(Written exercise): Without altering anything, repeat each of the records.

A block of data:
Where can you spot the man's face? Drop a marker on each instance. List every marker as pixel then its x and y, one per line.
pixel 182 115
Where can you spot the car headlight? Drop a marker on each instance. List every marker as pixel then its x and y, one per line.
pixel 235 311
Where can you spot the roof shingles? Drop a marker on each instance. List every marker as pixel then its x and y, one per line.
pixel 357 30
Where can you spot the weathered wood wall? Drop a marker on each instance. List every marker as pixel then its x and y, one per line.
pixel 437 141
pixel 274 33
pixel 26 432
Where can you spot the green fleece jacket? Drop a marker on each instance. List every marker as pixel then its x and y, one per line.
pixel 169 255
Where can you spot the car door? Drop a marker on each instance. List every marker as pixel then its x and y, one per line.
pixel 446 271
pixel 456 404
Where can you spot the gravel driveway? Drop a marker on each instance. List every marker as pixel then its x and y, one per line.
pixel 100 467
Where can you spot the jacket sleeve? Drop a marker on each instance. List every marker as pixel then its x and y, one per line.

(Response to the task):
Where can you spot the man's face? Drop a marker on each instance. List every marker as pixel then its x and y, one per line.
pixel 182 115
Where can you spot the car headlight? Drop a marker on each instance. List every marker as pixel then its x and y, one per line.
pixel 235 311
Where can you spot the roof shingles? Drop a marker on each instance. List every marker as pixel then its x and y, one per line.
pixel 357 30
Where can you spot the weathered wood wall? Drop a marker on each instance. List every marker as pixel then its x and y, one per line.
pixel 437 141
pixel 274 33
pixel 26 432
Where can you spot the green fleece jacket? Drop a marker on each instance. List every marker as pixel then its x and y, one per line.
pixel 169 255
Where can you spot the car door? Drop a marker on each instance. List every marker as pixel then its x and y, one per line.
pixel 446 271
pixel 456 404
Where can you spot the gravel driveway? Drop a marker on each instance. List every marker as pixel then its x and y, one per line.
pixel 100 467
Where can you spot the jacket sleeve? Drop a marker on each instance. List every marker as pixel then its x and y, one per line.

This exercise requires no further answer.